- **INSTRUCTIONS TO FOLLOW**
In your transcription, keep every record exact and leave out the pictures.

(DATA FOR REVIEW)

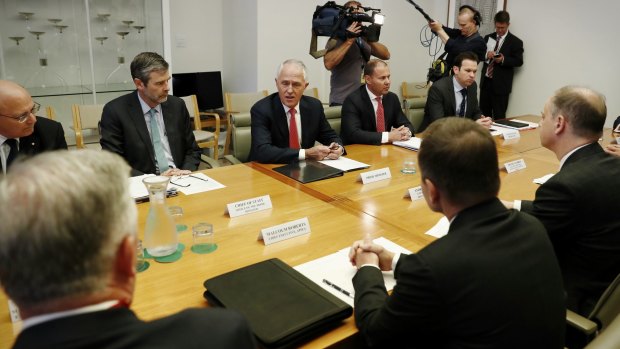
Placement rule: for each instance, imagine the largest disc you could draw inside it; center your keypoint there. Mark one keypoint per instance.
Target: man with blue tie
(456, 95)
(150, 129)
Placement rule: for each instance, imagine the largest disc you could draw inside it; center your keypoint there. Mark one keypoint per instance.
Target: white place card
(516, 165)
(285, 231)
(376, 175)
(414, 193)
(511, 134)
(240, 208)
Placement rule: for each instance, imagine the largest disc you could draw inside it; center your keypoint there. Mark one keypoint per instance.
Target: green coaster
(204, 248)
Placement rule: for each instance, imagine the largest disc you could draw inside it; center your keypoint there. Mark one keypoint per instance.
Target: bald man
(21, 131)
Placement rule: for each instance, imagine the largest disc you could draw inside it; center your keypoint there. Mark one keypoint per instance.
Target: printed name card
(240, 208)
(516, 165)
(285, 231)
(511, 134)
(376, 175)
(414, 193)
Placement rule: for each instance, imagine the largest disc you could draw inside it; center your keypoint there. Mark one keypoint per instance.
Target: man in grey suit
(70, 264)
(372, 114)
(578, 205)
(150, 129)
(456, 95)
(491, 282)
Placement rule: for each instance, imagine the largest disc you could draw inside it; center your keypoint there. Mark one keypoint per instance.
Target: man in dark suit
(498, 69)
(578, 204)
(21, 132)
(455, 95)
(491, 282)
(73, 276)
(127, 123)
(275, 139)
(372, 114)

(End DATA FOR REVIEW)

- **RESPONSE**
Placement rule: for each instance, imagine the largest disc you could draw inside it; center your keypoint there. Mark one keypoint per instance.
Target: man with blue tie
(456, 95)
(150, 129)
Placement rule: for each instance, imagine the largest disc you could draw inside it; center your keypoint there. Mark one keypoint per instance.
Target: white place card
(516, 165)
(285, 231)
(376, 175)
(414, 193)
(511, 134)
(240, 208)
Placement rule: for each instance, imagine the largest disc you could draw inside it; center your keypoint there. Mark one keypoint per instance.
Target: green coaster
(204, 248)
Placement rule: for each instance, imagine the largest disc you could draw inside it; center your keypoint there. Mark one keypoint per instance.
Target: bald man
(21, 131)
Placement rule: for each instance, imagine the largest disc you could draw inside it; center your keypoint there. Mark one keypoint per instance.
Target: printed name card
(240, 208)
(516, 165)
(285, 231)
(511, 134)
(376, 175)
(414, 193)
Placement rule: for each instance, imagine the largest disc you could draw inside it; center your keypoint there. Mark one keypoint per instance.
Target: man in grey suit
(70, 264)
(372, 114)
(578, 205)
(150, 129)
(456, 95)
(491, 282)
Placement rule: for each instance, imagine the largest disc you could draw inside it; center your keypoint there. Mark one keypoint per instance.
Target: man in dark suit
(498, 69)
(578, 204)
(21, 132)
(455, 95)
(491, 282)
(73, 276)
(127, 123)
(275, 139)
(372, 114)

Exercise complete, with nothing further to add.